**TRECHO DO DOCUMENTO:**
+---+

Por este motivo, durante processos de execução, é possível alegar o desvirtuamento da Conta Poupança – ou seja, quando o executado utiliza conta poupança como conta corrente – para defender o bloqueio de valores, inferiores ao previsto legalmente, mesmo que depositados na caderneta [1]:

Recentes decisões do c. Superior Tribunal de Justiça, porém, demonstram entendimento diverso. Seriam considerados impenhoráveis valores inferiores a quarenta salários-mínimos também em contas de outra natureza.

Em outubro de 2021, decisão monocrática proferida pelo ministro Marco Aurélio Bellizze reformou Acórdão do Tribunal de Justiça do Estado de São Paulo para considerar impenhoráveis “valores pertencentes ao devedor, até o limite de 40 salários-mínimos, mantidos em contracorrente, caderneta de poupança ou fundos de investimentos”. No caso, os executados alegavam que os proventos eram decorrentes do recebimento de aposentadoria. O Recurso Especial foi provido, para desbloqueio total de valores, alegando que a decisão originária – que ponderou a regra da impenhorabilidade – iria contra ao atual entendimento do STJ [2].

+---+

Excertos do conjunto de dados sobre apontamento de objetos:
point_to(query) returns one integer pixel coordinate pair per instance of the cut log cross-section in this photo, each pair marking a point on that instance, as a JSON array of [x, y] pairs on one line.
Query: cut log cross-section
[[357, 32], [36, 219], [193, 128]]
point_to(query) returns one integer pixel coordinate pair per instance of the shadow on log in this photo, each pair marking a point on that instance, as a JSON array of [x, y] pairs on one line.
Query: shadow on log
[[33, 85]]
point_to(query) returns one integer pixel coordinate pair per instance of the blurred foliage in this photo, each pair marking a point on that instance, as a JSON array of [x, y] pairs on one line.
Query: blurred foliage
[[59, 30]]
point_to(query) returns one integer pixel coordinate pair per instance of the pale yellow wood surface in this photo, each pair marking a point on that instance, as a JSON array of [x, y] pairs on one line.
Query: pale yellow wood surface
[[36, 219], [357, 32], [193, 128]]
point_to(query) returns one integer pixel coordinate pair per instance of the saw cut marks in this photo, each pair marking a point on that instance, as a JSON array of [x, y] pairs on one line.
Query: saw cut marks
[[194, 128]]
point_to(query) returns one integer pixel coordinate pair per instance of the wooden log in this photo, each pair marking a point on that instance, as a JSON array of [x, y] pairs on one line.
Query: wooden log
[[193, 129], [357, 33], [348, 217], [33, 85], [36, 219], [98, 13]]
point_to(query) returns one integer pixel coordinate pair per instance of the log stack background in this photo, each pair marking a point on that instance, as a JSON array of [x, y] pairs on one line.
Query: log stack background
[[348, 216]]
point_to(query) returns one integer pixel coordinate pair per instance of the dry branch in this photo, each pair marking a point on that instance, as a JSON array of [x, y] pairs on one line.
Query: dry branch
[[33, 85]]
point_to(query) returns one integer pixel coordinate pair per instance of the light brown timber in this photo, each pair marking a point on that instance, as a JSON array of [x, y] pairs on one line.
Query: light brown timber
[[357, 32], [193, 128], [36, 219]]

+---+

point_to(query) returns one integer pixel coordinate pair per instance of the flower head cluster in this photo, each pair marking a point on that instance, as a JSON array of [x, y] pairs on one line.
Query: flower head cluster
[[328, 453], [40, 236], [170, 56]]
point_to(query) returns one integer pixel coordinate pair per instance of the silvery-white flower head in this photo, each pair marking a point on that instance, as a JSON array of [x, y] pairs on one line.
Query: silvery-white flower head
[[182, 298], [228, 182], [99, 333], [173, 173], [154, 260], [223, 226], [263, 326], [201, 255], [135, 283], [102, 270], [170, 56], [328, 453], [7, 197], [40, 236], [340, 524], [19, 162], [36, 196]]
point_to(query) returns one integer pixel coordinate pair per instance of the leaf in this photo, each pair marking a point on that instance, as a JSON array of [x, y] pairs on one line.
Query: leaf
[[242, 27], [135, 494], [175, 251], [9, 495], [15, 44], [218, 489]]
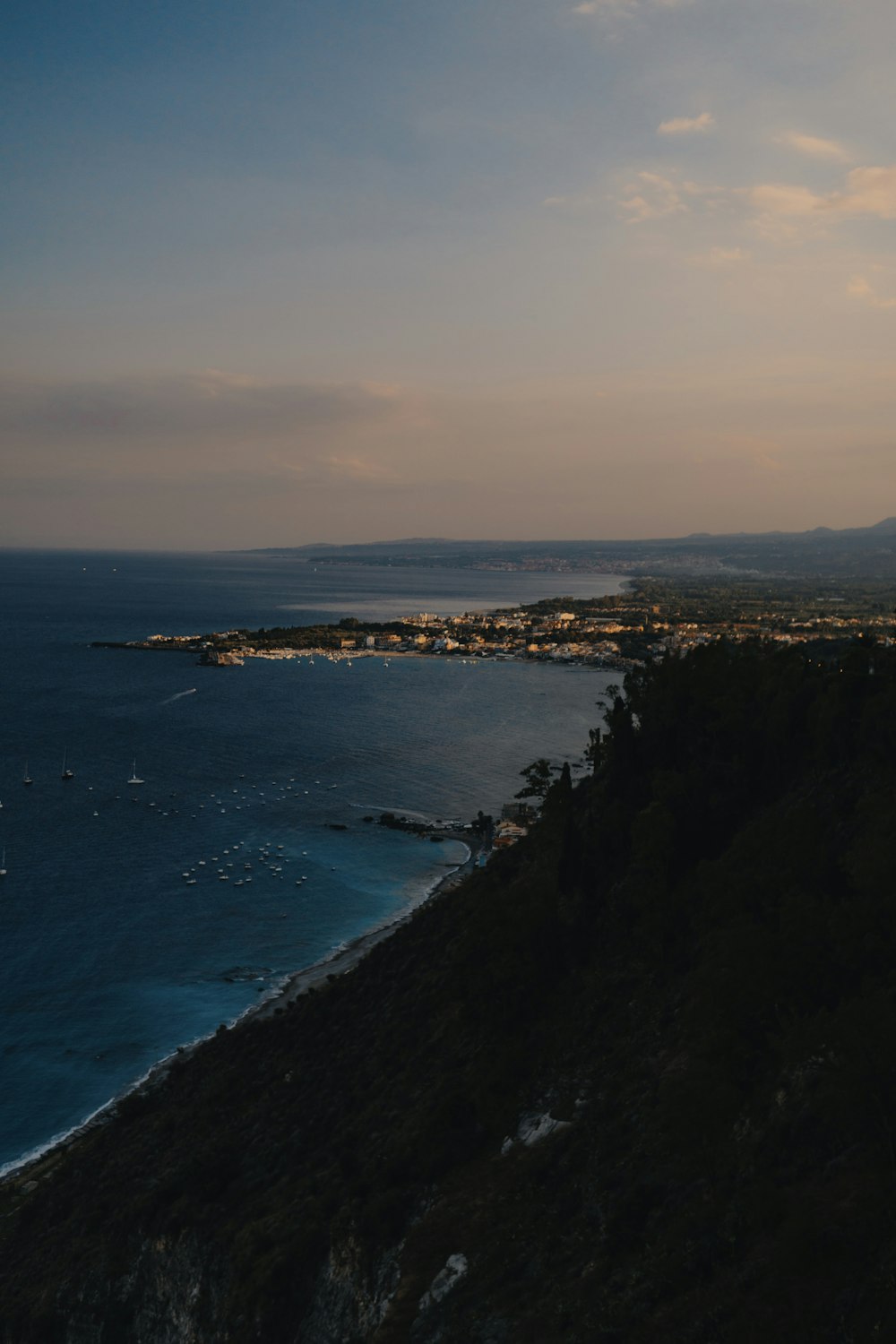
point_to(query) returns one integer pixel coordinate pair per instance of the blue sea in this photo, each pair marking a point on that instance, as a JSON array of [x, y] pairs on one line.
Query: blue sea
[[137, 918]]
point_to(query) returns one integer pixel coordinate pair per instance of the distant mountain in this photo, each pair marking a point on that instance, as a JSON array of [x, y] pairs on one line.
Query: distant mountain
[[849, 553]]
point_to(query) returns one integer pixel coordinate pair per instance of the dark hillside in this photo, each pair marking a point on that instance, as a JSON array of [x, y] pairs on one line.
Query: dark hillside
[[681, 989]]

+---+

**ENUNCIADO:** Transcreva do trecho sobre impenhorabilidade a parte que vai de "Recentes decisões do" a "de outra natureza.".

**RESPOSTA:**
Recentes decisões do c. Superior Tribunal de Justiça, porém, demonstram entendimento diverso. Seriam considerados impenhoráveis valores inferiores a quarenta salários-mínimos também em contas de outra natureza.